| Supplied text |

====

The Zynq-7000 system has both L1 and L2 caching. Each CPU has its own L1 instruction and data caches. All CPUs share a unified L2 cache. The L1 caches don't support entry locking but the L2 cache does. The L2 cache can operate in a so-called exclusion mode which prevents a cache line from appearing both in any L1 data cache and at the same time in the L2 cache.

Both the L1 caches and the L2 cache have the same line size of 32 bytes.

Cache sizes:

  • L1 I and L1 D: 32KB, 256 sets, 4 ways(lines)/set.
  • L2: 512KB, 2K sets, 8 ways/set.

The Snoop Control Unit, part of the Multiprocessing extension, ensures that all the L1 data caches and the L2 cache remain coherent, that is, provide the same view of memory contents to all CPUs. The SCU does not, however, keep the L1 instruction caches coherent with the other caches. To handle the case of modification to executable code the programmer has to use explicit cache maintenance operations on the CPU that's performing the modifications, cleaning the affected data cache lines and invalidating the affected instruction cache lines. That brings the L1 instruction cache into line with the L1 data cache on the CPU making the changes; the SCU will do the rest provided the programmer has used the right variants of the cache operations. Because of this modifications need only be done on the L1 caches; the programmer can ignore the L2 cache.

====

| Data excerpts |
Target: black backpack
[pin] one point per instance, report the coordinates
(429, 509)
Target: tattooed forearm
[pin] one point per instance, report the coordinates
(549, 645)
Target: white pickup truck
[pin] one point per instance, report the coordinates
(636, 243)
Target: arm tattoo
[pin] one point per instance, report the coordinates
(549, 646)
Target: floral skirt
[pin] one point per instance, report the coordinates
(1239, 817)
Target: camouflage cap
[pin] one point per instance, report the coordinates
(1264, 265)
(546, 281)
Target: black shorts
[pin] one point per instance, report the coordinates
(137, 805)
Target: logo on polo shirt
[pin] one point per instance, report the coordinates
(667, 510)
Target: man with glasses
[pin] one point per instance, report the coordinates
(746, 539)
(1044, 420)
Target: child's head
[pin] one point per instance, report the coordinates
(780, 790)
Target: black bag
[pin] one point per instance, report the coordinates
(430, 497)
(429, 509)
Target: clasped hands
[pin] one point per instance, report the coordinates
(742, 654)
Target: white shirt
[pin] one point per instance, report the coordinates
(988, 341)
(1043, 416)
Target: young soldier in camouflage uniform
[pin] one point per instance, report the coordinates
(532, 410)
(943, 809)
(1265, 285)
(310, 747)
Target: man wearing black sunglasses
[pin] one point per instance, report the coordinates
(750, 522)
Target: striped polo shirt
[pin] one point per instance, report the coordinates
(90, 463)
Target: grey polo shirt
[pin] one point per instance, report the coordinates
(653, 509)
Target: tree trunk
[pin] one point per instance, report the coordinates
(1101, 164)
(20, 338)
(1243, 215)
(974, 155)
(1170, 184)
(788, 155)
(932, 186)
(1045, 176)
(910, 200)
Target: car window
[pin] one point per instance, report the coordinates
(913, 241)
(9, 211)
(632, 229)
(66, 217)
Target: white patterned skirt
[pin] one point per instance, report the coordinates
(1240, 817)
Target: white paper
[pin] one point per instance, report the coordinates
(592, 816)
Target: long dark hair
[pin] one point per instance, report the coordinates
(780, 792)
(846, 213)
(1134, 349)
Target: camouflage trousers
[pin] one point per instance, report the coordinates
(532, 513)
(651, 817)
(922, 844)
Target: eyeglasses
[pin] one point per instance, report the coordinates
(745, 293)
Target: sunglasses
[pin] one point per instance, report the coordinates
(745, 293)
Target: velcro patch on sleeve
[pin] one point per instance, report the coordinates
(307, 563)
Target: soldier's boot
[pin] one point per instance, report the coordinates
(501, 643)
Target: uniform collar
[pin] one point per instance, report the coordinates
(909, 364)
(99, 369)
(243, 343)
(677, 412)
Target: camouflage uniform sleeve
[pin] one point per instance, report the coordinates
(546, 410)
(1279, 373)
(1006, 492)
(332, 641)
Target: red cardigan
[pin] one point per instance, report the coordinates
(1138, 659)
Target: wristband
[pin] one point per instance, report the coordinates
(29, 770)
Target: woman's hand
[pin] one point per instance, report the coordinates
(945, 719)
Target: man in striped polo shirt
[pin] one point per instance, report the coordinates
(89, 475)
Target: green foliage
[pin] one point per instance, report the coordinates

====

| Goal 1 |
Print the cache passage between "The Zynq-7000 system" and "sets, 4 ways(lines)/set.", inclusive.
| Goal 2 |
In the cache passage, how many ways per set does the L2 cache have?
The rows stand apart from the cache passage and are separate material.

| Complete output 1 |
The Zynq-7000 system has both L1 and L2 caching. Each CPU has its own L1 instruction and data caches. All CPUs share a unified L2 cache. The L1 caches don't support entry locking but the L2 cache does. The L2 cache can operate in a so-called exclusion mode which prevents a cache line from appearing both in any L1 data cache and at the same time in the L2 cache.

Both the L1 caches and the L2 cache have the same line size of 32 bytes.

Cache sizes:

  • L1 I and L1 D: 32KB, 256 sets, 4 ways(lines)/set.

| Complete output 2 |
8 ways per set.